* _WHAT THE TASK ASKS_: Pick out every line in the records below that contains the word "negative", and copy each one in full.

--- ENTRIES SHOWN Enclosed Below ---

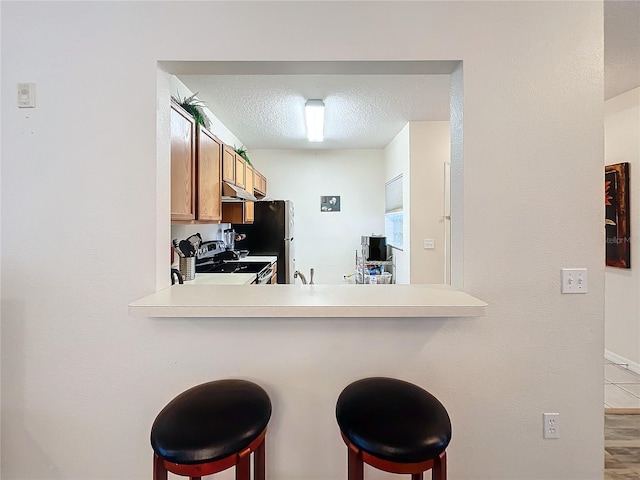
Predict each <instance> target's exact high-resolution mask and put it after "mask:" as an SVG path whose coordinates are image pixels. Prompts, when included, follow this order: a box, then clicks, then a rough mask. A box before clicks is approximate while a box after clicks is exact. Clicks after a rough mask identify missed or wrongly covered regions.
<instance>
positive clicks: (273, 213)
mask: <svg viewBox="0 0 640 480" xmlns="http://www.w3.org/2000/svg"><path fill="white" fill-rule="evenodd" d="M254 212H255V219H254V221H253V224H251V225H238V224H234V225H233V228H234V230H235V231H236V233H237V234H242V233H244V234H245V235H246V238H245V239H244V240H241V241H239V242H236V248H238V249H243V250H244V249H246V250H249V255H277V256H278V283H294V278H293V274H294V272H295V271H296V267H295V256H294V243H293V226H294V222H293V202H292V201H291V200H266V201H260V202H255V210H254Z"/></svg>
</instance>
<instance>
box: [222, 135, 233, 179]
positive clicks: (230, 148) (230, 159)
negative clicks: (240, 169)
mask: <svg viewBox="0 0 640 480" xmlns="http://www.w3.org/2000/svg"><path fill="white" fill-rule="evenodd" d="M222 180H223V181H224V182H229V183H233V184H234V185H235V183H236V152H235V150H234V149H233V148H231V147H230V146H229V145H224V150H223V152H222Z"/></svg>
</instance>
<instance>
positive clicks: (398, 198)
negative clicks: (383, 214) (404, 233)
mask: <svg viewBox="0 0 640 480" xmlns="http://www.w3.org/2000/svg"><path fill="white" fill-rule="evenodd" d="M403 227H404V210H403V205H402V175H398V176H397V177H395V178H394V179H392V180H389V181H388V182H387V183H385V184H384V235H385V237H387V245H390V246H391V247H393V248H397V249H399V250H402V249H403V246H404V245H403V239H402V230H403Z"/></svg>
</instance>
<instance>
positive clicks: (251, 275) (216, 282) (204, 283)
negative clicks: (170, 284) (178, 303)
mask: <svg viewBox="0 0 640 480" xmlns="http://www.w3.org/2000/svg"><path fill="white" fill-rule="evenodd" d="M255 279H256V274H255V273H196V278H195V279H193V280H189V281H188V282H187V281H186V282H184V285H249V284H251V282H253V281H254V280H255ZM178 286H181V285H178Z"/></svg>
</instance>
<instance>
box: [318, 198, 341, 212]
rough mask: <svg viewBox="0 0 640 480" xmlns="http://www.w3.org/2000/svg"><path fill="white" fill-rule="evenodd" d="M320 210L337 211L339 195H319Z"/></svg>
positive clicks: (330, 211) (339, 201)
mask: <svg viewBox="0 0 640 480" xmlns="http://www.w3.org/2000/svg"><path fill="white" fill-rule="evenodd" d="M320 211H321V212H339V211H340V195H324V196H321V197H320Z"/></svg>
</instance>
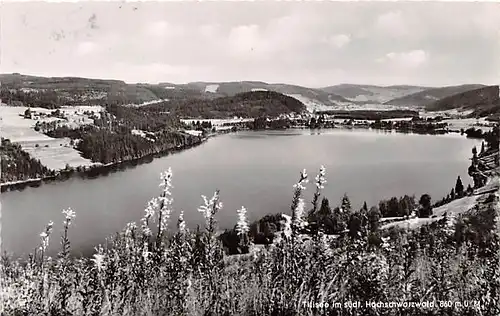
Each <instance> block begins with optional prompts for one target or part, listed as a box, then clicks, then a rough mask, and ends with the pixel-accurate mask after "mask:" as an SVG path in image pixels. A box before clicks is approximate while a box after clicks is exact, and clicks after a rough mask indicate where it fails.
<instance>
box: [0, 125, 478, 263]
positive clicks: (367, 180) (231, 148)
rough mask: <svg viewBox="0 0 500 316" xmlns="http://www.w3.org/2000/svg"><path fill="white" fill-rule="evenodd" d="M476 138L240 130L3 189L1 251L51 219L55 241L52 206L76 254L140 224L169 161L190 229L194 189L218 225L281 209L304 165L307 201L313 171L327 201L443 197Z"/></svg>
mask: <svg viewBox="0 0 500 316" xmlns="http://www.w3.org/2000/svg"><path fill="white" fill-rule="evenodd" d="M480 143H481V142H480V141H479V140H474V139H466V138H465V137H464V136H460V135H458V134H451V135H438V136H436V135H415V134H400V133H387V132H381V131H370V130H357V129H353V130H344V129H333V130H322V131H321V132H316V131H314V132H312V131H309V130H288V131H262V132H252V131H244V132H238V133H232V134H226V135H221V136H217V137H215V138H212V139H209V140H208V141H207V142H206V143H204V144H202V145H200V146H198V147H195V148H192V149H189V150H186V151H183V152H180V153H176V154H173V155H169V156H166V157H163V158H158V159H155V160H154V161H153V162H151V163H149V164H144V165H140V166H137V167H135V168H130V169H127V170H126V171H123V172H116V173H112V174H110V175H108V176H106V177H99V178H97V179H92V180H90V179H81V178H72V179H69V180H67V181H64V182H58V183H47V184H44V185H42V186H41V187H39V188H26V189H25V190H24V191H21V192H17V191H15V192H7V193H3V194H2V195H1V200H2V237H3V238H2V239H3V246H4V247H3V249H5V250H7V251H9V252H15V253H16V254H18V255H21V254H22V253H27V252H30V251H32V250H33V248H35V247H37V246H38V244H39V237H38V236H39V234H40V232H42V231H43V230H44V227H45V225H46V223H47V222H49V221H50V220H53V221H54V231H53V235H52V238H51V246H50V248H49V249H55V247H58V244H59V240H60V238H59V236H60V231H61V229H62V221H63V220H64V218H63V215H62V214H61V210H62V209H64V208H67V207H71V208H72V209H73V210H74V211H75V212H76V218H75V219H74V222H73V224H72V226H71V228H70V232H69V235H70V241H71V245H72V247H73V249H76V250H78V251H84V250H89V249H92V247H93V246H95V245H97V244H99V243H102V242H103V241H104V238H105V237H106V236H109V235H110V234H113V233H114V232H116V231H118V230H120V229H122V228H123V227H124V226H125V225H126V223H128V222H131V221H136V222H138V223H139V220H140V218H141V217H142V216H143V214H144V208H145V206H146V205H147V202H148V201H149V200H150V199H151V198H152V197H154V196H157V195H158V194H159V192H160V191H159V190H160V188H159V187H158V184H159V180H160V178H159V176H160V172H161V171H164V170H166V169H168V167H172V170H173V186H174V188H173V189H172V192H173V197H174V204H173V206H174V208H175V211H174V213H173V214H172V219H173V220H172V221H171V226H172V227H174V225H175V222H176V220H177V216H178V214H179V210H184V214H185V219H186V221H187V223H188V226H189V227H192V228H196V225H198V224H200V225H203V223H204V219H203V217H202V214H200V213H199V212H198V211H197V208H198V206H200V205H201V204H202V202H203V200H202V198H201V195H202V194H204V195H206V196H207V197H211V196H212V195H213V193H214V191H215V190H216V189H220V196H221V201H222V202H223V204H224V207H223V209H222V210H221V211H220V213H219V214H218V217H217V219H218V222H219V225H220V227H222V228H230V227H233V226H234V225H235V223H236V221H237V214H236V210H237V209H238V208H240V207H241V206H245V207H246V208H247V210H248V215H249V218H250V220H256V219H259V218H261V217H262V216H263V215H265V214H268V213H277V212H289V208H290V204H291V201H292V195H293V188H292V186H293V184H294V183H295V182H296V181H297V180H298V179H299V173H300V171H301V170H302V169H304V168H306V169H307V172H308V174H309V178H310V184H309V186H308V189H307V191H306V198H307V199H306V201H309V200H310V199H311V198H312V195H313V191H314V185H313V182H314V177H315V175H316V173H317V171H318V169H319V167H320V166H321V165H324V166H325V167H326V170H327V180H328V183H327V184H326V187H325V190H324V195H325V196H326V197H328V198H329V200H330V205H331V206H336V205H338V204H339V203H340V199H341V197H342V196H343V194H344V193H347V194H348V196H349V197H350V199H351V203H352V205H353V207H354V208H355V209H359V208H360V207H361V205H362V204H363V201H367V203H368V206H369V207H370V206H371V205H375V204H378V201H379V200H381V199H385V198H390V197H392V196H402V195H404V194H415V195H416V197H417V199H418V198H419V197H420V195H421V194H423V193H429V194H430V195H431V196H432V198H433V201H434V200H438V199H441V198H442V197H444V196H445V195H447V194H448V193H449V192H450V190H451V188H452V187H454V186H455V181H456V178H457V176H458V175H460V176H461V178H462V181H463V183H464V186H467V184H469V183H472V181H471V179H470V177H469V176H468V175H467V168H468V166H469V164H470V161H469V158H470V156H471V149H472V147H473V146H478V149H479V148H480Z"/></svg>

--- End of Enclosed ENTRIES SHOWN ---

* _YOUR RESPONSE_:
negative clicks: (240, 169)
negative clicks: (383, 214) (404, 233)
negative clicks: (170, 284) (178, 303)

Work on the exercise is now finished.